**SEITENAUSZUG**
= = = = = = =

Lüneburg, am Montag den 07.07.2025

Es dauert länger — war fast zu erwarten

von Carlo Eggeling am 17.08.2024


Meine Woche
Zentrale der Immobilität

Prognosen sind schwierig, vor allem wenn sie die Zukunft betreffen. Der Satz wird klugen Männern zugeschrieben: dem Staatsmann Winston Churchill, dem Physiker Nils Bohr, dem Dramatiker George Bernhard Shaw. Wechseln wir von großem Kino, zu einer tragischen Komödie, unsere Leinwand ist der Bahnhof. Die Verkehrswende lässt wieder einmal länger auf sich warten: Die Mobilitätszentrale von Stadt und Kreis könne doch nicht im September öffnen, voraussichtlich werde es erst Ende des Jahres, heißt es in einer Pressemitteilung des Rathauses. Brandschutz. Wahrscheinlich unvorhersehbar.

= = = = = = =

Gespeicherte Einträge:
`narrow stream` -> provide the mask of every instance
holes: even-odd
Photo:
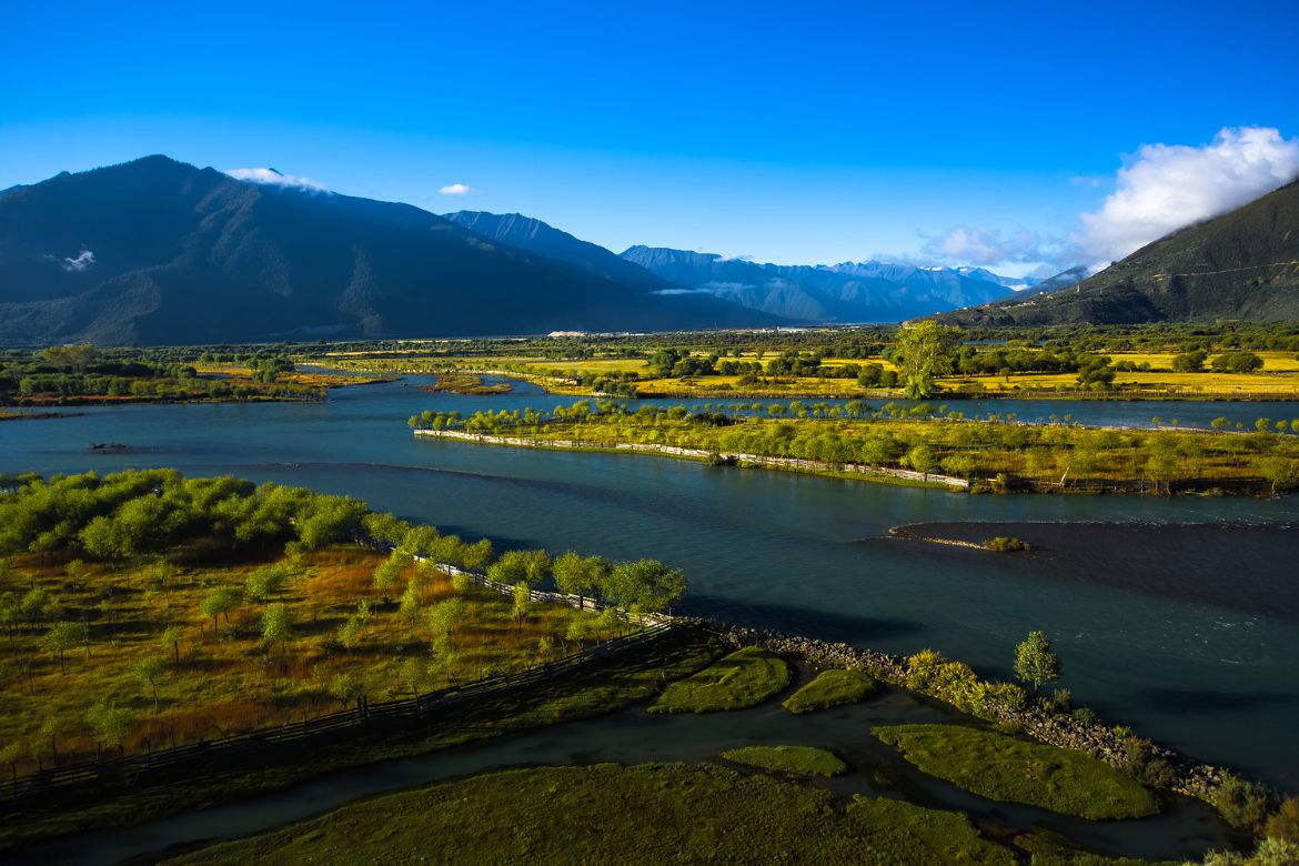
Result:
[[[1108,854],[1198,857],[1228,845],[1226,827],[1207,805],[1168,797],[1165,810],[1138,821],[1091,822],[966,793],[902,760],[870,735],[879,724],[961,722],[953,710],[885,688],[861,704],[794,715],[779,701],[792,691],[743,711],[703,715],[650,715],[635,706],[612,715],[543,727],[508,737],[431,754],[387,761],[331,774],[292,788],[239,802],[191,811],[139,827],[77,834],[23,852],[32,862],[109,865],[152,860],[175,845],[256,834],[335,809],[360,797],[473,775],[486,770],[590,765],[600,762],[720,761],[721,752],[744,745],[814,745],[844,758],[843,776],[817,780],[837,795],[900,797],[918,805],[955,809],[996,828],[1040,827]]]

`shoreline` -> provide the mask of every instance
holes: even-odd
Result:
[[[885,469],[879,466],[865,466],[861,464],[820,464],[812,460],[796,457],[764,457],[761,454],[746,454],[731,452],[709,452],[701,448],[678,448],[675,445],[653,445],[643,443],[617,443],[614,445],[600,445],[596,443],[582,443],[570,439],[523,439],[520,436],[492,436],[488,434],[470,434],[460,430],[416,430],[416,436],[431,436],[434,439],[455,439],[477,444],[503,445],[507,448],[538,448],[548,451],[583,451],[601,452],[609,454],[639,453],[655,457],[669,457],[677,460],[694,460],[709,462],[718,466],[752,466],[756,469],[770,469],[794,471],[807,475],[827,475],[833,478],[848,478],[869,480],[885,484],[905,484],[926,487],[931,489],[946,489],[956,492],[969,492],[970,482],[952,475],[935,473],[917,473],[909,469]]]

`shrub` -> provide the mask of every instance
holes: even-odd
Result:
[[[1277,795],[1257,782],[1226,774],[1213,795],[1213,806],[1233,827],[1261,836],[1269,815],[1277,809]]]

= = = = = = =

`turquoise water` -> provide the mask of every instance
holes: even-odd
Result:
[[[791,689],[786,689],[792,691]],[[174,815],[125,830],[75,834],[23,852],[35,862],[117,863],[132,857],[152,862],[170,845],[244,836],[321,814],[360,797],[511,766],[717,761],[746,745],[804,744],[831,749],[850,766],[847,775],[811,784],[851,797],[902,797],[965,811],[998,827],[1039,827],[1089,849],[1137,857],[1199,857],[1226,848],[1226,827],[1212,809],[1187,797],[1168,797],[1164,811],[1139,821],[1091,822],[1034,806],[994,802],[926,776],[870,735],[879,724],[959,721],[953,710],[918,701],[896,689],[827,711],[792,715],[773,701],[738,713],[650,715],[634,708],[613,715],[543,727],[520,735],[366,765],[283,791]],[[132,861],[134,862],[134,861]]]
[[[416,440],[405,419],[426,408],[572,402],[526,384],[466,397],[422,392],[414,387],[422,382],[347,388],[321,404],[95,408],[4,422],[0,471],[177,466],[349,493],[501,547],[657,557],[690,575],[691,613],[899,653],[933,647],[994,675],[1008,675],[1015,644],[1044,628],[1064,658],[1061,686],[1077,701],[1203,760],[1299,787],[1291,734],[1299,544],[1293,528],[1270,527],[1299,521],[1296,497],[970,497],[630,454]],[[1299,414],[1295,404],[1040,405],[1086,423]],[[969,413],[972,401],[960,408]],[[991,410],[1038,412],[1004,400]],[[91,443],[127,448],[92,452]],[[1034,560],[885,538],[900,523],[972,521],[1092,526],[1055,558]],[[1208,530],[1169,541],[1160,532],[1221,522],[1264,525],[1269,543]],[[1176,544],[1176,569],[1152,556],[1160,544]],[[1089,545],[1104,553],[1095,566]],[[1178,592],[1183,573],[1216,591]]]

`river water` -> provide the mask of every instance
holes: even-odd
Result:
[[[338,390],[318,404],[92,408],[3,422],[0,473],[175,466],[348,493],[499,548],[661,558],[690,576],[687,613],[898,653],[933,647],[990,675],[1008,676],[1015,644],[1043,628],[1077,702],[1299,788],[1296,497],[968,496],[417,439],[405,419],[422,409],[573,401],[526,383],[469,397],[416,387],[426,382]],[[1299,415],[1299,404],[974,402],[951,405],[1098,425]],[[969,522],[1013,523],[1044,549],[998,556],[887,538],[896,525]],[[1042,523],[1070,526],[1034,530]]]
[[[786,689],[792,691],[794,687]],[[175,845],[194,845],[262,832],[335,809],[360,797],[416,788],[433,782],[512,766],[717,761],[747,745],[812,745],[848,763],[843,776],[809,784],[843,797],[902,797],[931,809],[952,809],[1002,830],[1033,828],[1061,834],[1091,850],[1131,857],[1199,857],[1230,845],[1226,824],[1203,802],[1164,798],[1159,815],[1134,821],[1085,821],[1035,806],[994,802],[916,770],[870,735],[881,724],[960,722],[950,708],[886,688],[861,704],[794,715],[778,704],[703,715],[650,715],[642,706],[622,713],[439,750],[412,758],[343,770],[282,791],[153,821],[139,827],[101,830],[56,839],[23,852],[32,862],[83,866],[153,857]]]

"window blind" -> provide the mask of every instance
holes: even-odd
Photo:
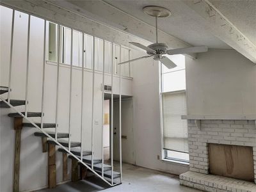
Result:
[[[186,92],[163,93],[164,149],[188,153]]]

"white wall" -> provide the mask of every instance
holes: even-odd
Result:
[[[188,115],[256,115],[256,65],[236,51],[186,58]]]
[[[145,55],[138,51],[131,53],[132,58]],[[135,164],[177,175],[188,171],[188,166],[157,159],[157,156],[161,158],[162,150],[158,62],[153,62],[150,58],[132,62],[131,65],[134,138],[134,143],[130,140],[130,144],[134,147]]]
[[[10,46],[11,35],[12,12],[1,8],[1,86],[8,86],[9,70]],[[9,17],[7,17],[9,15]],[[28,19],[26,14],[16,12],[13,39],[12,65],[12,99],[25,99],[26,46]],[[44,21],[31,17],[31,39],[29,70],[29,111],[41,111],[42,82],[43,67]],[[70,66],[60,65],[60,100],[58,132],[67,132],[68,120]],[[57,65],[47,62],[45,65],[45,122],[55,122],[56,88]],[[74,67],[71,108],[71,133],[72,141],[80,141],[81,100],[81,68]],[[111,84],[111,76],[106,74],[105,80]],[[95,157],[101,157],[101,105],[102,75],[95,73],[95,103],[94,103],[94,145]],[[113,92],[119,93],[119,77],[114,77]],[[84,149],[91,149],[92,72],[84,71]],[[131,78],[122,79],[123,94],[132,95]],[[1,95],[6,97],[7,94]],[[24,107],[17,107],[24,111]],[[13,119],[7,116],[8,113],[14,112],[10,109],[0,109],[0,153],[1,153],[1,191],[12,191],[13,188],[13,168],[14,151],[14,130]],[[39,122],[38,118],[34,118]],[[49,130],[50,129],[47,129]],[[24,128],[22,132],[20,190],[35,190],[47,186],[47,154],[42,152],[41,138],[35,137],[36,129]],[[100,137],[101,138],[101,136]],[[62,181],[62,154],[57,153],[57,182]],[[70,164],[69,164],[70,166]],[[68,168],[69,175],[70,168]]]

= = = = = = =

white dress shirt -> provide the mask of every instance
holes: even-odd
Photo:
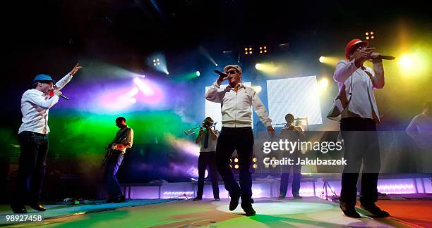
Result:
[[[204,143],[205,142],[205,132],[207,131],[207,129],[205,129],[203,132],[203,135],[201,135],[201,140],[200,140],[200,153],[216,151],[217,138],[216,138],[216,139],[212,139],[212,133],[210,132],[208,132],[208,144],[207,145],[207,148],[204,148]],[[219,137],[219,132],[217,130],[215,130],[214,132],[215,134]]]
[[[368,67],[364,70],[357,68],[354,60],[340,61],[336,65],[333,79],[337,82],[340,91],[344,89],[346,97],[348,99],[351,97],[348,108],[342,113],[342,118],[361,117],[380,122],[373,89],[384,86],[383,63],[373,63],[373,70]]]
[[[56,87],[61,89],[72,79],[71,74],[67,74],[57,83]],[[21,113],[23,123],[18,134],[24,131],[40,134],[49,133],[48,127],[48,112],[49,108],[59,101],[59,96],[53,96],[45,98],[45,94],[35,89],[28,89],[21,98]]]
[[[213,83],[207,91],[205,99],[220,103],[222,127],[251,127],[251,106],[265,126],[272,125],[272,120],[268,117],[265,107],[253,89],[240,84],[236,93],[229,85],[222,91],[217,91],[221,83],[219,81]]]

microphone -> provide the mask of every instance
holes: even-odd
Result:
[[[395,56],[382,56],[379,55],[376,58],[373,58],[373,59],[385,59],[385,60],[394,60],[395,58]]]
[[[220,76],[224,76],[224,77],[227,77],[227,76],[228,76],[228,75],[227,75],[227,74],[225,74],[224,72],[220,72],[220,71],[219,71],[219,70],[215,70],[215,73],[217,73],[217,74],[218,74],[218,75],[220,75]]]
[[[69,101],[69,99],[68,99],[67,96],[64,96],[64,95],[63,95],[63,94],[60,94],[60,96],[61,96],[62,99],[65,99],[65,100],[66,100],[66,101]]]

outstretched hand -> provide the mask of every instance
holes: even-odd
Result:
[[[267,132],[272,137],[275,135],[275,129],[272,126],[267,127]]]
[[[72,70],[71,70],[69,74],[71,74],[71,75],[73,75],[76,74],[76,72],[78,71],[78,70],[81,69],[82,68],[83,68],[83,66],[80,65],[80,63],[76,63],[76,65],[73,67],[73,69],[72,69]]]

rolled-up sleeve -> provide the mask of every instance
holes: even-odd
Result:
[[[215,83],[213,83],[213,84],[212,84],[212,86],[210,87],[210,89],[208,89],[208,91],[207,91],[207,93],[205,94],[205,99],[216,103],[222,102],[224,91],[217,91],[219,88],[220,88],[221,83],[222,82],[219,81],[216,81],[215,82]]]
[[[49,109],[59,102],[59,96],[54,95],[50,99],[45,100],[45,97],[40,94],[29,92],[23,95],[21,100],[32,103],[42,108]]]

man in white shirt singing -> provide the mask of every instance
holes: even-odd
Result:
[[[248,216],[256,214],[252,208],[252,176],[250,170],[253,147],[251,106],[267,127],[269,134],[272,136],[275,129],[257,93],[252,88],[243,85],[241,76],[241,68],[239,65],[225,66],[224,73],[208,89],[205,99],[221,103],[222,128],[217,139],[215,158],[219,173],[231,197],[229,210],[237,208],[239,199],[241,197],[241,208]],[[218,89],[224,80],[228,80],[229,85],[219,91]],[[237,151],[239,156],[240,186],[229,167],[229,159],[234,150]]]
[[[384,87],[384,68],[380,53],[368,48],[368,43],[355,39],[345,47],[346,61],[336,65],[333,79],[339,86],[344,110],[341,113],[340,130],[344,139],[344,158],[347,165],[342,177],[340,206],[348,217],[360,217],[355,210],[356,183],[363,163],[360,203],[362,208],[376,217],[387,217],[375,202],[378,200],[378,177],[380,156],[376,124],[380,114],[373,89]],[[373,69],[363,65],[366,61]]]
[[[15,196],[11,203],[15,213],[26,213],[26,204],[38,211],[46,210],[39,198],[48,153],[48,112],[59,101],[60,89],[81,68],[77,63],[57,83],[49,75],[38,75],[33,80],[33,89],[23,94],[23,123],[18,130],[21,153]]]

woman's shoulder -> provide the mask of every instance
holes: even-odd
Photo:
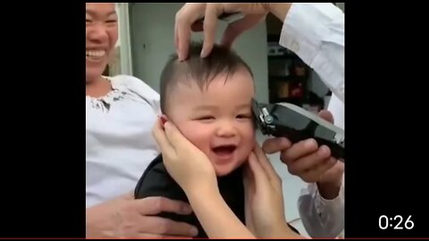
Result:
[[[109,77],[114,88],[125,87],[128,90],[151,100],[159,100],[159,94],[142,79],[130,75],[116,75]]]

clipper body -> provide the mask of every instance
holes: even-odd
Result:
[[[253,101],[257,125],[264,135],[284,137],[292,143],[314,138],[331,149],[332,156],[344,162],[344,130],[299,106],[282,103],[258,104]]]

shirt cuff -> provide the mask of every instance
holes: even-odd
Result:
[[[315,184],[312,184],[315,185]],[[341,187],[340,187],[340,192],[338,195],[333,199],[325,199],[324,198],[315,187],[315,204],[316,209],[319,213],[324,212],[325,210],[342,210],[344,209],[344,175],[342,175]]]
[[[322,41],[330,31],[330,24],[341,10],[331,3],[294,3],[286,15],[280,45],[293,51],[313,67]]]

= = = = = = =

**AUFGABE 1**
Wann soll die Mobilitätszentrale von Stadt und Kreis laut der Kolumne nun voraussichtlich öffnen?
**AUFGABE 2**
Fahren Sie mit der Kolumne über die verzögerte Mobilitätszentrale am Bahnhof im Anschluss an deren letzten Satz fort.
Die Auflistung steht in keinem Zusammenhang mit der Kolumne.

**LÖSUNGSTEIL 1**
Voraussichtlich erst Ende des Jahres statt im September.

**LÖSUNGSTEIL 2**
All das untermalt ein Foto von zwei mutigen Männern: Rainer Müller, Kreisrat für Mobilität und Finanzen beim Landkreis, und Jürgen Kipke, Fachbereichsleiter Klimaschutz, Nachhaltigkeit, Umwelt und Mobilität bei der Hansestadt, stehen mit einem Plan auf einer merkwürdig aufgeräumten Baustelle. Mutig: Die beiden werden künftig mit einem Datum verbunden -- das muss man sich bei diesem PPP-Verfahren trauen, Pleiten, Pechen und Pannen; für den Plan gilt eher ein wenig der Christian Anders Schlager von 1972: "Es fährt ein Zug nach nirgendwo."

Steigen wir ein und schauen, wo der Evergreen einer Immobilitätszentrale entlangzuckelt. 2019 veröffentlicht die Verwaltung einen Aufruf, Fachleute mögen Vorschläge für eine Konzeption einreichen, Stichworte: "Nachhaltigkeit, Grober Zeitplan, Grober Kostenplan / Budgetempfehlung".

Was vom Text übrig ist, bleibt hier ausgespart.